# TASK DESCRIPTION
Produce a verbatim copy of the lines from the one holding "TARGET: man's white shorts" through the last line of the listing, and nothing else.

# THE RECORDS
....................
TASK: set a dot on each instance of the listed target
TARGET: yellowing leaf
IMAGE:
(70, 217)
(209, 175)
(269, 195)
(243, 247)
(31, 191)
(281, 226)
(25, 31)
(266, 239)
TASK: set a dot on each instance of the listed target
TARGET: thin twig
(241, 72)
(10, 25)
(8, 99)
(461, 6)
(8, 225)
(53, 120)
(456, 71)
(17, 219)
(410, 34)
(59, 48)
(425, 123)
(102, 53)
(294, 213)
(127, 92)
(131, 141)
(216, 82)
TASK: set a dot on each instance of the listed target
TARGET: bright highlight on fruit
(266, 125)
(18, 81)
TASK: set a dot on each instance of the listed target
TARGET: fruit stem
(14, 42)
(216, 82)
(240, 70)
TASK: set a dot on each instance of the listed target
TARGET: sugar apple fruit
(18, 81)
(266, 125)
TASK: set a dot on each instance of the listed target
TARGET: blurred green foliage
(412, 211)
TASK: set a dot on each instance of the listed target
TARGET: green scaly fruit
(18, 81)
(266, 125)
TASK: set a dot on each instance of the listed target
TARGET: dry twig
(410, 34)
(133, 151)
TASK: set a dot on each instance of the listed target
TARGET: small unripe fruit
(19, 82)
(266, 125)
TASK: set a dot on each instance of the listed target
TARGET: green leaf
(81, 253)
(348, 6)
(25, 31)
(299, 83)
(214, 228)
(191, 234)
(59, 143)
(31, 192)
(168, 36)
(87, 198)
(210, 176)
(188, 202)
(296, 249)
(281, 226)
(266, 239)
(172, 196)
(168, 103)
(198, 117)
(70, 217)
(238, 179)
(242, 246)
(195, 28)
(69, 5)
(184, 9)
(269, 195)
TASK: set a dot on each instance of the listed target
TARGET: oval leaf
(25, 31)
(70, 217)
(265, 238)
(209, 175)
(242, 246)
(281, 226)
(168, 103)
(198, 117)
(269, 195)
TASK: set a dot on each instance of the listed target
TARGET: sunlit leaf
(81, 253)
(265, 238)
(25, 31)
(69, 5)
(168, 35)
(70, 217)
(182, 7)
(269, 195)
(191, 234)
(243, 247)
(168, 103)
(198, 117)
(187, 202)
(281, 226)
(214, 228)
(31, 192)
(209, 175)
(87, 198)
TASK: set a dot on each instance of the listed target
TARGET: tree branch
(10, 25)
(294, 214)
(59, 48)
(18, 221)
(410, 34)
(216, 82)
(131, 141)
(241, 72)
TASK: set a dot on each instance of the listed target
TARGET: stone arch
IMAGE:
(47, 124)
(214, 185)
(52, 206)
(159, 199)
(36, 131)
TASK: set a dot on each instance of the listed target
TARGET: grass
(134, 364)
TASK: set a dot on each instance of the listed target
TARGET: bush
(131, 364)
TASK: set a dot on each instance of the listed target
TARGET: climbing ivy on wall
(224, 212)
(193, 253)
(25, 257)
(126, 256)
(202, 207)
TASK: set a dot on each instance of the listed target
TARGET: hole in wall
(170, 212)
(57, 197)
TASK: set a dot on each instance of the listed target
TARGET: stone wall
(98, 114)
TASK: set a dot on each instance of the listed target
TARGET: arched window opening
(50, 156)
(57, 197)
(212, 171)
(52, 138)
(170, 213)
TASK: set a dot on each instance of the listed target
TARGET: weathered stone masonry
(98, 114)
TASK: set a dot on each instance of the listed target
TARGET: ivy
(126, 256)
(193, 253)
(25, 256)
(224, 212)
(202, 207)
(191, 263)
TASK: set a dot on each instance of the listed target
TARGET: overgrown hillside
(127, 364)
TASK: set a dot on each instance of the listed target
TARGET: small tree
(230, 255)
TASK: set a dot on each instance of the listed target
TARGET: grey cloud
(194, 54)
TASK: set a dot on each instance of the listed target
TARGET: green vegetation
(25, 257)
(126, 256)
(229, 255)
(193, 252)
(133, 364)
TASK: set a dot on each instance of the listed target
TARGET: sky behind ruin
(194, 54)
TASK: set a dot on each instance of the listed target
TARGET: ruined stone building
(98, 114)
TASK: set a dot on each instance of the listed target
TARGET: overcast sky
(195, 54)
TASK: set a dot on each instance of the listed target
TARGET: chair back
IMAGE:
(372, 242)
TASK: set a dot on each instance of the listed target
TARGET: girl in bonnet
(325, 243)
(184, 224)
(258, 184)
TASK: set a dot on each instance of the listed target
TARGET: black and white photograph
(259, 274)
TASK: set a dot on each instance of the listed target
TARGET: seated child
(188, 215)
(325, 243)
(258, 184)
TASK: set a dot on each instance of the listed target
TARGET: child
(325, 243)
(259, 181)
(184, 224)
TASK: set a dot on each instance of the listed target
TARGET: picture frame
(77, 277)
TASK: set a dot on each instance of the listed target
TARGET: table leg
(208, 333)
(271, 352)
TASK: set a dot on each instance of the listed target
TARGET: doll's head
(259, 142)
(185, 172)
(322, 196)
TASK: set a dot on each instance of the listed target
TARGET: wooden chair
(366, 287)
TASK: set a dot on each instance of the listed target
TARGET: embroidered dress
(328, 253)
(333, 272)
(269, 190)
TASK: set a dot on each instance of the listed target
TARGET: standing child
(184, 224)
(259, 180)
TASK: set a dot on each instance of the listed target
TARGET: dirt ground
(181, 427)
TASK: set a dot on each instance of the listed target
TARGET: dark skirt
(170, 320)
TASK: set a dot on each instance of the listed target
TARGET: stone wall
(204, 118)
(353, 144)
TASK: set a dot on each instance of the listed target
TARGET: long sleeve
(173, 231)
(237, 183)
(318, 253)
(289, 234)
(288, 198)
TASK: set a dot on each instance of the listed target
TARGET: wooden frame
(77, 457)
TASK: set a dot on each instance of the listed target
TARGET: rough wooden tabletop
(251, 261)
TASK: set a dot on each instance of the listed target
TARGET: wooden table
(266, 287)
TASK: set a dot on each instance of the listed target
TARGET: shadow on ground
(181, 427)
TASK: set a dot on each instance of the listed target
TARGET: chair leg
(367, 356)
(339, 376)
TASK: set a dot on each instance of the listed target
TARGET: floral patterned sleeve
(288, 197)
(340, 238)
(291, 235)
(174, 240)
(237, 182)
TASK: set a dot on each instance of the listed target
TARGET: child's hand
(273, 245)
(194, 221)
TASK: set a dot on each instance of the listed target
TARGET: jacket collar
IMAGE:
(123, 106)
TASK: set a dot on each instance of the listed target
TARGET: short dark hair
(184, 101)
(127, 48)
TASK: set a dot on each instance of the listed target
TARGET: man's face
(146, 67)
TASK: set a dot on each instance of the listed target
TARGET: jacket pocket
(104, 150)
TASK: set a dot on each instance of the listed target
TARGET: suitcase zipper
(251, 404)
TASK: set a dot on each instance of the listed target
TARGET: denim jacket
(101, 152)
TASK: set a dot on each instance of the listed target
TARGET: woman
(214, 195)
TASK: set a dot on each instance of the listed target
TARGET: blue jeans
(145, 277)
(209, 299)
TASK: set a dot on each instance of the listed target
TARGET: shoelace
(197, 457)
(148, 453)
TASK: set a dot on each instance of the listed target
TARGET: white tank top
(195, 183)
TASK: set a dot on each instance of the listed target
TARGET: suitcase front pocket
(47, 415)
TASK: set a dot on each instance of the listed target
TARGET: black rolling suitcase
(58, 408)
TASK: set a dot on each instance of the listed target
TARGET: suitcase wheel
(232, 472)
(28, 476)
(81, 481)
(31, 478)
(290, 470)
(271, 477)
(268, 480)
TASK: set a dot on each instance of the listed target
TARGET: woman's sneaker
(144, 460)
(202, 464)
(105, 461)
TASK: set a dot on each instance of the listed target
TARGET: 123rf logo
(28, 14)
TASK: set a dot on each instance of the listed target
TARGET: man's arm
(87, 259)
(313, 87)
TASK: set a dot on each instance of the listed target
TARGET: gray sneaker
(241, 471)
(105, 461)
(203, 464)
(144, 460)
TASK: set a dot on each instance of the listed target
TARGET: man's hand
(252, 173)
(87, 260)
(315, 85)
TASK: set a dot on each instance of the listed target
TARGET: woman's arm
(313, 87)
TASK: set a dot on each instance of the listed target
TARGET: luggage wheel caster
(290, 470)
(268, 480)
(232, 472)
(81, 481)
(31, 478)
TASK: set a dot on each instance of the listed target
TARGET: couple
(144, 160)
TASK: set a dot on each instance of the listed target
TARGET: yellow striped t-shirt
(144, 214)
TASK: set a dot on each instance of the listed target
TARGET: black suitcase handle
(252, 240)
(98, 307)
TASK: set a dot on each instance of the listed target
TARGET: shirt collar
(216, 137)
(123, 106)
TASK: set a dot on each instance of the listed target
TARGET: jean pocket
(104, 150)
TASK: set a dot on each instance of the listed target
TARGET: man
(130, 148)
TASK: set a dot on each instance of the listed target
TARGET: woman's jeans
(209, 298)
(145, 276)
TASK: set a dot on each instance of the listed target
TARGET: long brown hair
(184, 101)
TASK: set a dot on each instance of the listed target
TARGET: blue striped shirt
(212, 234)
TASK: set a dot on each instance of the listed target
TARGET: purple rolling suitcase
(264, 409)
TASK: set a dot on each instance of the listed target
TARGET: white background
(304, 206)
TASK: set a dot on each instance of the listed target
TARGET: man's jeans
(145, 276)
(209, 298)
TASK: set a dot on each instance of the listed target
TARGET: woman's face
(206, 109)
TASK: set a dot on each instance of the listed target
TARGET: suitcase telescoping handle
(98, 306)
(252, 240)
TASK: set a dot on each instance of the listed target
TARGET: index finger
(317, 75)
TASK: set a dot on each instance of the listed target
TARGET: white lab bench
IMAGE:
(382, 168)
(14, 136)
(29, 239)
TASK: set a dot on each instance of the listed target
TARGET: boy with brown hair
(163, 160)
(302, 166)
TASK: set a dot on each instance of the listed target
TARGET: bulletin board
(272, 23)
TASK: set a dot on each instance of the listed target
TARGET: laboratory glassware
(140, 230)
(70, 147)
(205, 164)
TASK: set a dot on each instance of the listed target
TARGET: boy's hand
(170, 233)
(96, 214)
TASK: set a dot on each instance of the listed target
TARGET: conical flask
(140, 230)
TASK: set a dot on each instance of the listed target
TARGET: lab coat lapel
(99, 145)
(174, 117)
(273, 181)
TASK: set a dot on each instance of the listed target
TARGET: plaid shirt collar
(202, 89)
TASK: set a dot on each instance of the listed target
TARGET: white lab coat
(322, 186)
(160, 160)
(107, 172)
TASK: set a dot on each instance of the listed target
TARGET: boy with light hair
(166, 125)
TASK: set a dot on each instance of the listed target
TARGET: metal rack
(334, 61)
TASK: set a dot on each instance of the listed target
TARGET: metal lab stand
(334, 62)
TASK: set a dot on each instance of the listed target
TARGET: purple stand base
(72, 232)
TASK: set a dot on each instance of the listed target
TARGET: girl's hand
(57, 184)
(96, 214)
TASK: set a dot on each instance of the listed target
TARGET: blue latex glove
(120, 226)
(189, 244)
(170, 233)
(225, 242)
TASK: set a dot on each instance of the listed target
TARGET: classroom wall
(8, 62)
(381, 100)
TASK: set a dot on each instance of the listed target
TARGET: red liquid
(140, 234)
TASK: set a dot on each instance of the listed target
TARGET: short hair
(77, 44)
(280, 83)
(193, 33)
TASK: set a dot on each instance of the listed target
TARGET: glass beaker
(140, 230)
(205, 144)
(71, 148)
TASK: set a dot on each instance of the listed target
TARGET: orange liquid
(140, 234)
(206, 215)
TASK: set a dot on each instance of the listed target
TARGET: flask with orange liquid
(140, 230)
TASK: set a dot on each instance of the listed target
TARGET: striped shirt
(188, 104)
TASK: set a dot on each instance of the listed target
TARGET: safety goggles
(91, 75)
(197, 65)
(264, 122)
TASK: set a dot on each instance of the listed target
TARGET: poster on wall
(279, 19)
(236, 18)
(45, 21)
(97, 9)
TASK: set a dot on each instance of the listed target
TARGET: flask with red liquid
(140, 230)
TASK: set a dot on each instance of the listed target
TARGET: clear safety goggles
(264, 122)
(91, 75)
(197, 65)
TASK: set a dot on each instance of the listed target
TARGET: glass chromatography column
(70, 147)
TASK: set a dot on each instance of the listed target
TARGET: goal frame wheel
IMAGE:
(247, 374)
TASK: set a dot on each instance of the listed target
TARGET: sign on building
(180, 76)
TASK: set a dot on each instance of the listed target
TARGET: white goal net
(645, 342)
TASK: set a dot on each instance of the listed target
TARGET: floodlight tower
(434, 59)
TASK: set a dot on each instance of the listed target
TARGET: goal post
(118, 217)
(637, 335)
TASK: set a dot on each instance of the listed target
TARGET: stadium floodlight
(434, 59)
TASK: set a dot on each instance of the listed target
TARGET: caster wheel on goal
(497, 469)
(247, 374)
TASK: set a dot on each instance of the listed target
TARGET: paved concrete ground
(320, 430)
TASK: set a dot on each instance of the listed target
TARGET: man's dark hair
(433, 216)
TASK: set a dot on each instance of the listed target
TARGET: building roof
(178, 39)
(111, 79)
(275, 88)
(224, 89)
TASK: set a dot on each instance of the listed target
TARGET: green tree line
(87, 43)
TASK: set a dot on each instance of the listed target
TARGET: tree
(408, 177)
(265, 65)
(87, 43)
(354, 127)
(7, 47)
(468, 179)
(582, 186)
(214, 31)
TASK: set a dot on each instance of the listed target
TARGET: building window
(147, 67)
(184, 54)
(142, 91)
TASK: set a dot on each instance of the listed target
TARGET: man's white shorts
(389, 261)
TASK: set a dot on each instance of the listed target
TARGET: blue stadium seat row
....................
# OUTPUT FOR THIS EXERCISE
TARGET: man's white shorts
(389, 261)
TASK: set a dot on each instance of the listed target
TARGET: blue stadium seat row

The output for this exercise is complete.